What needs to be done ::
All lines containing the string "patch" must be copied from the entries.

··· Exercise inputs ···

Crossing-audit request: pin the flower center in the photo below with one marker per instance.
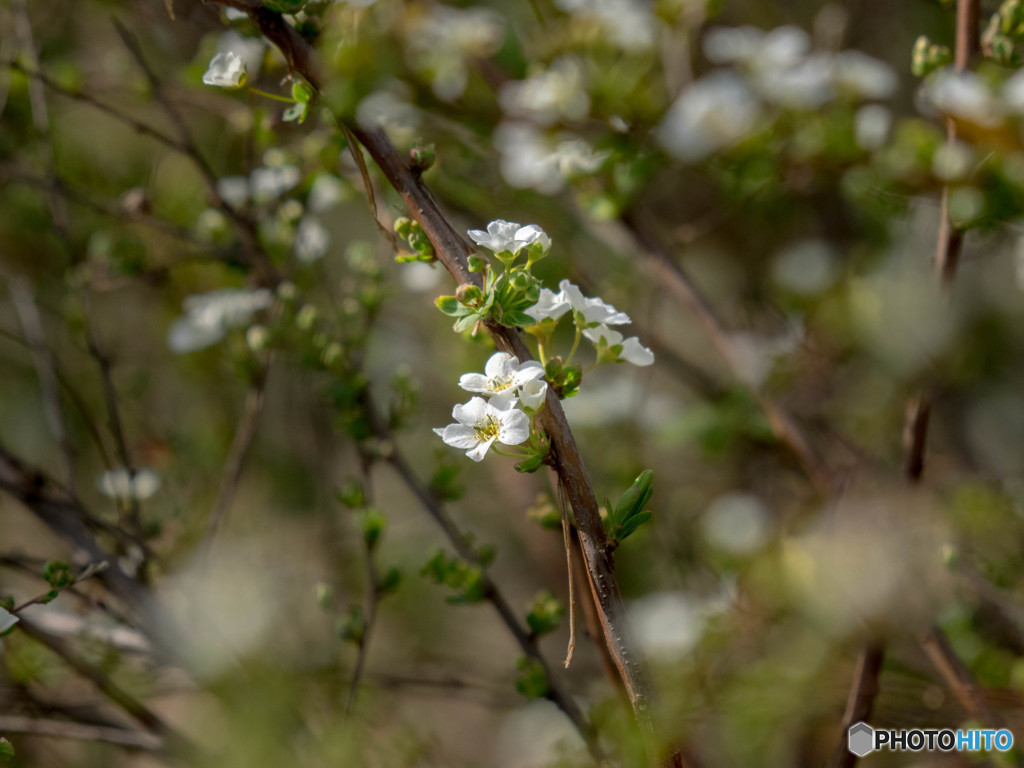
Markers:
(487, 427)
(501, 383)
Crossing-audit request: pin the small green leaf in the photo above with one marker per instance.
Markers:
(545, 613)
(296, 112)
(301, 92)
(372, 524)
(389, 583)
(531, 682)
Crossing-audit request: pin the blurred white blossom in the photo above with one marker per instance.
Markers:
(209, 315)
(391, 112)
(870, 126)
(266, 183)
(326, 193)
(530, 159)
(137, 485)
(225, 71)
(965, 95)
(558, 93)
(443, 42)
(249, 49)
(311, 240)
(629, 24)
(737, 523)
(631, 349)
(7, 620)
(714, 113)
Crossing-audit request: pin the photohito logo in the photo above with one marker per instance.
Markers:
(863, 739)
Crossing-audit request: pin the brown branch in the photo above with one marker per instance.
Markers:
(235, 463)
(861, 700)
(526, 642)
(938, 649)
(145, 717)
(452, 251)
(784, 426)
(64, 729)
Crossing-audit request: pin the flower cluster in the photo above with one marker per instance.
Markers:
(208, 316)
(517, 390)
(764, 73)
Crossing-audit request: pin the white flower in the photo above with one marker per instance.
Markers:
(558, 93)
(480, 423)
(7, 620)
(502, 376)
(225, 71)
(311, 240)
(326, 193)
(532, 394)
(631, 350)
(550, 305)
(509, 237)
(209, 315)
(233, 190)
(554, 305)
(870, 126)
(137, 485)
(267, 183)
(714, 113)
(965, 95)
(629, 24)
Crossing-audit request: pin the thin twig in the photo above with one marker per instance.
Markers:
(145, 717)
(32, 326)
(371, 592)
(64, 729)
(235, 463)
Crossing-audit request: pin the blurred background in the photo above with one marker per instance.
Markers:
(213, 368)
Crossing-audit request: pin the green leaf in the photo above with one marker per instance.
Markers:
(296, 112)
(352, 627)
(545, 613)
(531, 682)
(450, 305)
(285, 6)
(301, 92)
(372, 523)
(531, 464)
(389, 583)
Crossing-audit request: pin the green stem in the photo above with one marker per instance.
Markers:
(576, 345)
(272, 96)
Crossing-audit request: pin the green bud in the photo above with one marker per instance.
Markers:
(469, 294)
(422, 157)
(257, 337)
(325, 595)
(403, 226)
(306, 317)
(372, 523)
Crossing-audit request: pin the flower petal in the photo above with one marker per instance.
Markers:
(637, 353)
(473, 382)
(480, 451)
(7, 620)
(515, 427)
(460, 436)
(470, 413)
(500, 364)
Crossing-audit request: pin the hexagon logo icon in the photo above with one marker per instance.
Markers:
(860, 739)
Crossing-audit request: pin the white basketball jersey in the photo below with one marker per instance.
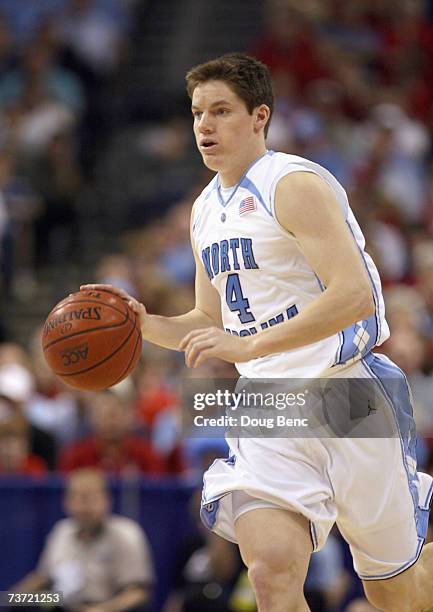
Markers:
(262, 276)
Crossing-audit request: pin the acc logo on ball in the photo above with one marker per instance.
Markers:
(73, 355)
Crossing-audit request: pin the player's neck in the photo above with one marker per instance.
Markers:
(232, 176)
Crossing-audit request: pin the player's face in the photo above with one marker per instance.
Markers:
(227, 135)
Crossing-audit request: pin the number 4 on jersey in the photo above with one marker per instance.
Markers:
(236, 301)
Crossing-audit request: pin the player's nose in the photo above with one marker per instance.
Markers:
(205, 125)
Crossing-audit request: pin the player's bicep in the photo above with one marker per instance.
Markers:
(207, 299)
(306, 206)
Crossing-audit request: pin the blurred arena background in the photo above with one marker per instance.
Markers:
(98, 173)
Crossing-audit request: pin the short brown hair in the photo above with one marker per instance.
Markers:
(249, 79)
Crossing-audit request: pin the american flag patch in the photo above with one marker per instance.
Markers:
(247, 205)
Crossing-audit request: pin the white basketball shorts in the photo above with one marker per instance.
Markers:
(370, 487)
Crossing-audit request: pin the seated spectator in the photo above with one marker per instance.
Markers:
(112, 446)
(16, 386)
(99, 561)
(15, 456)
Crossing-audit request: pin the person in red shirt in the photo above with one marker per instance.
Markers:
(16, 458)
(112, 445)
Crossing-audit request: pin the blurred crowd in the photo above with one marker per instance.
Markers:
(354, 87)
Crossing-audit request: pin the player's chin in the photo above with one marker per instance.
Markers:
(212, 162)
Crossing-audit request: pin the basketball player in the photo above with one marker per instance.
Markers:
(285, 289)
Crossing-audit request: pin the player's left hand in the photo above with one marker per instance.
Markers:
(202, 344)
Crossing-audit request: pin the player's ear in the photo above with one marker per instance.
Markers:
(261, 117)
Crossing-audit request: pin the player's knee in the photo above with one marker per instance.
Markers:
(389, 600)
(268, 577)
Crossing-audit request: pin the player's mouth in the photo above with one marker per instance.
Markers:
(208, 146)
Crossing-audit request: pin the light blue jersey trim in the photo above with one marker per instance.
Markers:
(400, 569)
(241, 183)
(351, 338)
(384, 371)
(373, 286)
(246, 183)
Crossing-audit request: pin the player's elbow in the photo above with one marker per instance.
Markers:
(363, 302)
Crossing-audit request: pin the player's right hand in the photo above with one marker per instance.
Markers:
(134, 304)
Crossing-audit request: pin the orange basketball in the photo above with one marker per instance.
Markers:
(92, 340)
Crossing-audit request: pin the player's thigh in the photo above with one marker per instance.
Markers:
(276, 539)
(385, 593)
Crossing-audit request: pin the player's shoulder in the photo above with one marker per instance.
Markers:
(65, 528)
(206, 192)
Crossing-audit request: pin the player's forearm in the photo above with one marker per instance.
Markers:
(331, 312)
(169, 331)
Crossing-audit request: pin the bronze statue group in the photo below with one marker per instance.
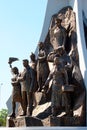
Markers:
(37, 75)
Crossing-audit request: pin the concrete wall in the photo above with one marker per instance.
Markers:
(53, 7)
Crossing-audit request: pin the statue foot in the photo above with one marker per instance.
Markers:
(23, 114)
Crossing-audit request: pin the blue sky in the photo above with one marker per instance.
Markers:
(21, 23)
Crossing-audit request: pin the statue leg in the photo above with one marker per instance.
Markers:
(30, 103)
(24, 102)
(13, 109)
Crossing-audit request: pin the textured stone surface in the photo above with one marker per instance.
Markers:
(24, 122)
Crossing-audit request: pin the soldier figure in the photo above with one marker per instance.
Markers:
(59, 34)
(33, 65)
(59, 78)
(42, 66)
(27, 76)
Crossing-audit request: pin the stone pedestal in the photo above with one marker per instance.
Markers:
(23, 122)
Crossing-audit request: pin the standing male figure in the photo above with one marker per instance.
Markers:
(27, 76)
(59, 34)
(59, 78)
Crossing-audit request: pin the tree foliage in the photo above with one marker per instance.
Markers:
(3, 115)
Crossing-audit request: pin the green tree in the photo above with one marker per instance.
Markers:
(3, 115)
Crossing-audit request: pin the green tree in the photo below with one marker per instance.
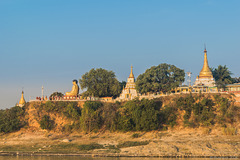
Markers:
(46, 123)
(163, 77)
(90, 118)
(222, 76)
(100, 83)
(139, 115)
(236, 80)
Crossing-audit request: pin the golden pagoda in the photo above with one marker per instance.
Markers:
(22, 101)
(131, 74)
(205, 77)
(129, 92)
(205, 72)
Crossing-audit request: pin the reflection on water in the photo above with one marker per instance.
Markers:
(90, 158)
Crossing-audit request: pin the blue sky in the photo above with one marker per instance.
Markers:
(51, 42)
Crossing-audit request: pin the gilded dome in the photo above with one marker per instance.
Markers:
(205, 72)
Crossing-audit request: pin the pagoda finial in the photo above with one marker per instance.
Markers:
(22, 101)
(131, 74)
(205, 72)
(205, 48)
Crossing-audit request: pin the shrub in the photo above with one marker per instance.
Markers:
(10, 119)
(136, 135)
(46, 123)
(88, 147)
(132, 143)
(230, 131)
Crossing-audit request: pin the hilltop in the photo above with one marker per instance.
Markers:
(180, 125)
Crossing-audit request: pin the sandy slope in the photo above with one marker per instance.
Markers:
(188, 142)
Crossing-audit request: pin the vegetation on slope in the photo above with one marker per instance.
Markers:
(136, 115)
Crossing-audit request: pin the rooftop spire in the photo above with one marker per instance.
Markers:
(131, 74)
(205, 72)
(22, 100)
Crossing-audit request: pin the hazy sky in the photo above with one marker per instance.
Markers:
(52, 42)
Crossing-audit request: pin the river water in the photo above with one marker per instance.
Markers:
(97, 158)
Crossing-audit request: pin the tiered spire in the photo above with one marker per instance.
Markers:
(22, 100)
(205, 72)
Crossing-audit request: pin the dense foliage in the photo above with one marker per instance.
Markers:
(236, 80)
(10, 119)
(222, 76)
(46, 123)
(163, 77)
(100, 83)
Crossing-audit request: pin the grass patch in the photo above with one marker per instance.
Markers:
(230, 131)
(87, 147)
(132, 143)
(76, 147)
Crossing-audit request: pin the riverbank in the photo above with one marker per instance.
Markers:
(172, 143)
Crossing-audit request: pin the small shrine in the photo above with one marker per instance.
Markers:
(22, 101)
(205, 78)
(129, 92)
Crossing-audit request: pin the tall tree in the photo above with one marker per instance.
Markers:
(222, 76)
(163, 77)
(100, 83)
(236, 80)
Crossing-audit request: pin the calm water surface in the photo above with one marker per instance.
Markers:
(90, 158)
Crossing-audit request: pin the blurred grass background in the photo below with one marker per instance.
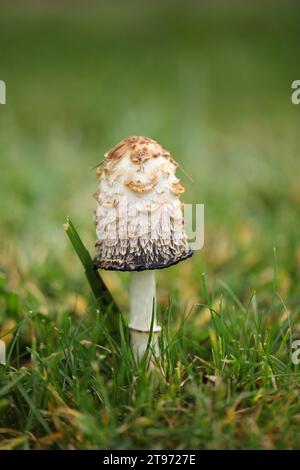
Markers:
(211, 81)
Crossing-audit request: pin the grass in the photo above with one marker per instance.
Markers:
(213, 86)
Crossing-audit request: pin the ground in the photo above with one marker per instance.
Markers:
(213, 84)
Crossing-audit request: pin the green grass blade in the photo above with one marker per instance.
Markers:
(99, 289)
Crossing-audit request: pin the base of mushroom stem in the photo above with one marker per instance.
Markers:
(139, 341)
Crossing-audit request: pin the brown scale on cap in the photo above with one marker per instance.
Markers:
(139, 149)
(143, 171)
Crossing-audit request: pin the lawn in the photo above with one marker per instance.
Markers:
(213, 85)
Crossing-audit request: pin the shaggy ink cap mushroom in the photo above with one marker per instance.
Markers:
(139, 217)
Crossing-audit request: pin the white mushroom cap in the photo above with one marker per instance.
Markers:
(139, 218)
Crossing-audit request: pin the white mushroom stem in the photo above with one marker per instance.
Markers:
(142, 304)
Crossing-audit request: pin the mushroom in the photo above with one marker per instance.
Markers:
(139, 225)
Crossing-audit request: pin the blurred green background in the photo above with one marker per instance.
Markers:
(211, 81)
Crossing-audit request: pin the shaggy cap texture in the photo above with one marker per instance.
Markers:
(139, 219)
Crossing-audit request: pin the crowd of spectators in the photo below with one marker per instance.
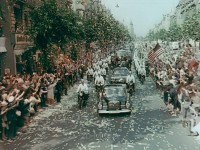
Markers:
(22, 96)
(179, 81)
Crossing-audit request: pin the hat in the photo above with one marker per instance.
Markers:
(2, 87)
(4, 103)
(11, 99)
(173, 77)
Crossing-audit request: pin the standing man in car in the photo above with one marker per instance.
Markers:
(130, 78)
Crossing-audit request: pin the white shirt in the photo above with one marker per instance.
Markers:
(130, 78)
(99, 79)
(105, 65)
(143, 71)
(103, 71)
(82, 87)
(100, 62)
(90, 71)
(95, 74)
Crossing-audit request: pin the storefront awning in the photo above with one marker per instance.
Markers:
(19, 52)
(2, 45)
(3, 49)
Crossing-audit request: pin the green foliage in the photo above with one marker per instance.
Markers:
(191, 27)
(175, 33)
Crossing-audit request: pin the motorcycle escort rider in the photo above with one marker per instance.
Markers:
(99, 82)
(142, 74)
(83, 88)
(89, 73)
(130, 79)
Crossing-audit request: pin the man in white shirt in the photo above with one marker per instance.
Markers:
(130, 78)
(99, 79)
(89, 73)
(103, 72)
(83, 88)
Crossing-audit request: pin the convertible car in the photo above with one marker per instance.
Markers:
(119, 75)
(114, 100)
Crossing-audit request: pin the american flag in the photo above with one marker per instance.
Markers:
(155, 53)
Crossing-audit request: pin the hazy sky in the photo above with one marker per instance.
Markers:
(143, 13)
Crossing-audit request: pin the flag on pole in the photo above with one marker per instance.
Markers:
(155, 53)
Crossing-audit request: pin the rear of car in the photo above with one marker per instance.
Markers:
(119, 75)
(115, 100)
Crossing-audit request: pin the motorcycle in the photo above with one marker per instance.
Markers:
(130, 88)
(142, 79)
(99, 89)
(90, 77)
(82, 99)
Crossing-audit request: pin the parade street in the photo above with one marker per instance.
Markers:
(64, 126)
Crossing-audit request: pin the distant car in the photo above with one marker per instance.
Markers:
(123, 53)
(119, 75)
(175, 45)
(114, 100)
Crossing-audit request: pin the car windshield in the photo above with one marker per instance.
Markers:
(121, 72)
(115, 91)
(123, 53)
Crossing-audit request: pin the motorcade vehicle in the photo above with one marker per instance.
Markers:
(82, 99)
(114, 100)
(119, 75)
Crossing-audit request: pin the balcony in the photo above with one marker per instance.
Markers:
(80, 7)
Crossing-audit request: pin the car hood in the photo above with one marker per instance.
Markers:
(118, 77)
(116, 98)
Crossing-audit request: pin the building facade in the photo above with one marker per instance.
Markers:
(184, 9)
(14, 22)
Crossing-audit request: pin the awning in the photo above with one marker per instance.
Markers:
(19, 52)
(2, 44)
(3, 49)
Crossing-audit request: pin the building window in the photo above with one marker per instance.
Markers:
(18, 18)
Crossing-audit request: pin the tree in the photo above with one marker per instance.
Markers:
(53, 24)
(191, 27)
(175, 33)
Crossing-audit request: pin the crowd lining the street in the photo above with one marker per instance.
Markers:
(23, 95)
(178, 79)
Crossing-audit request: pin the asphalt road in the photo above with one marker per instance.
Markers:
(65, 127)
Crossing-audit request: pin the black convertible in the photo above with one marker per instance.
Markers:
(114, 100)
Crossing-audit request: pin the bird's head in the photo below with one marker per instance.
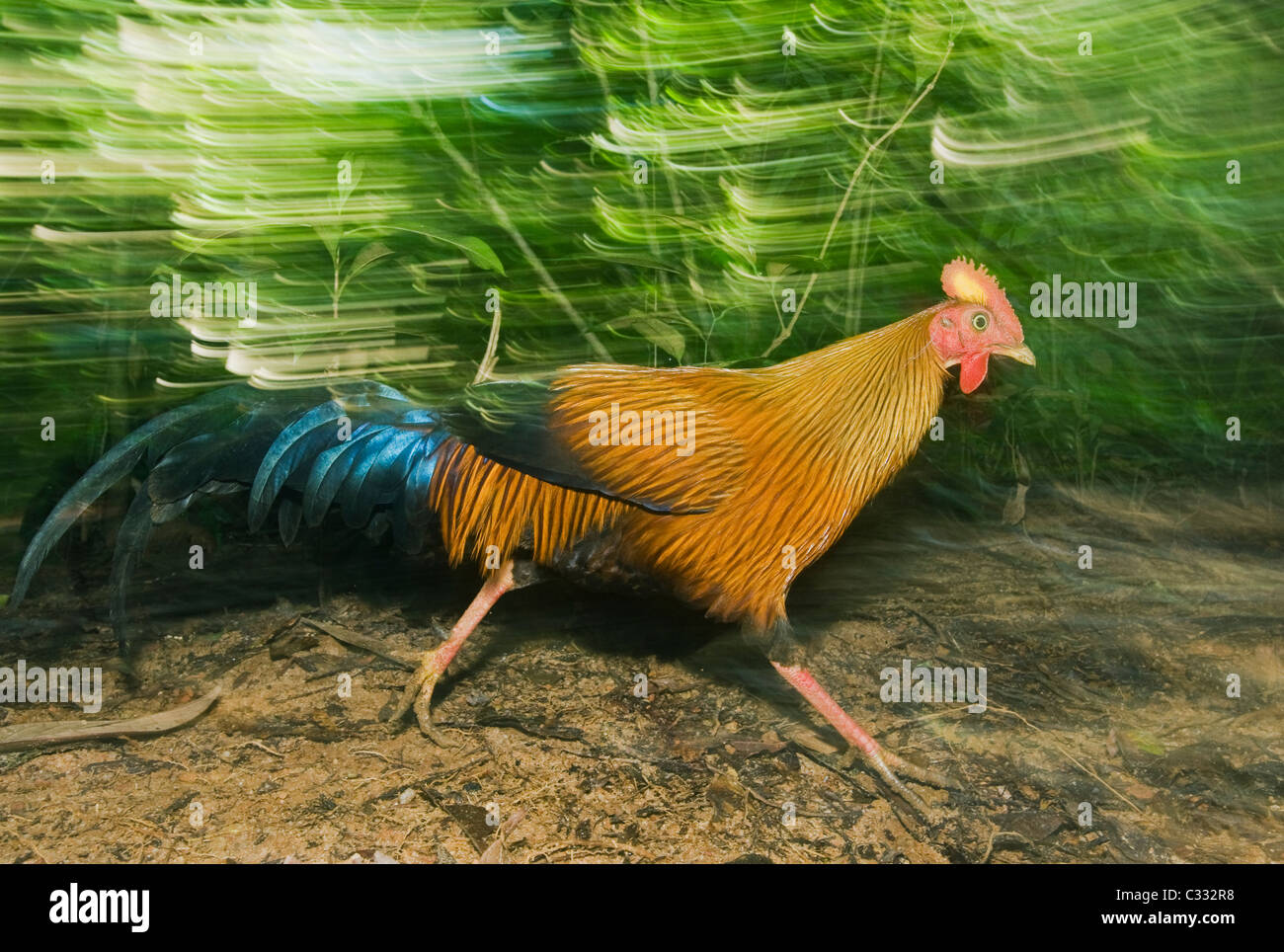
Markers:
(975, 322)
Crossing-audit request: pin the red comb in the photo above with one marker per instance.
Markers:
(962, 279)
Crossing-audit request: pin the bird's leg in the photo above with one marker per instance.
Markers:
(886, 762)
(419, 690)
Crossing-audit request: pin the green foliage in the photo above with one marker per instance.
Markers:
(642, 183)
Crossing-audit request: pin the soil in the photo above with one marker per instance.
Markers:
(1111, 732)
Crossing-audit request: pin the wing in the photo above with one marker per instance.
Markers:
(662, 438)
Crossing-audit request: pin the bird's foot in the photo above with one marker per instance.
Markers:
(419, 694)
(890, 767)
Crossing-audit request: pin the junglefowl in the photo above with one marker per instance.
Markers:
(715, 485)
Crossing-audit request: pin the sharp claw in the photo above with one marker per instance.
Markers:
(887, 764)
(418, 695)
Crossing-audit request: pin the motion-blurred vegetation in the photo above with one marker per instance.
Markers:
(647, 183)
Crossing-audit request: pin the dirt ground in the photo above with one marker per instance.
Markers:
(1107, 690)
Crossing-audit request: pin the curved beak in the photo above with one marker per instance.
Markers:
(1018, 353)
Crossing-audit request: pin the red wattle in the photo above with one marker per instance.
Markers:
(972, 369)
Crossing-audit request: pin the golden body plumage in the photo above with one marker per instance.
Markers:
(782, 461)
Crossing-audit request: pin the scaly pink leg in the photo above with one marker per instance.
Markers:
(854, 734)
(419, 691)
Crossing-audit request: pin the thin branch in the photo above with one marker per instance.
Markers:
(843, 205)
(508, 225)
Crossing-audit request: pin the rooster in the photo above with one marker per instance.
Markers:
(714, 485)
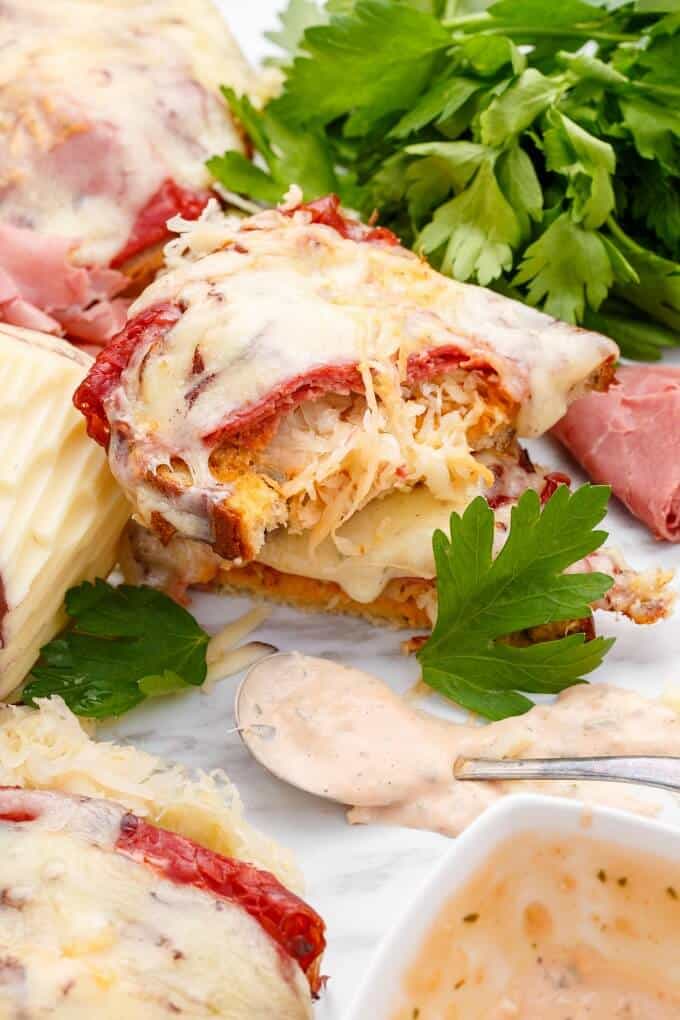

···

Result of this task ::
Crossing-audit request: pin the american flag patch in the photo above with one marker per instance.
Crossing-audit request: pin the grass patch in the photo above with one marker per instance.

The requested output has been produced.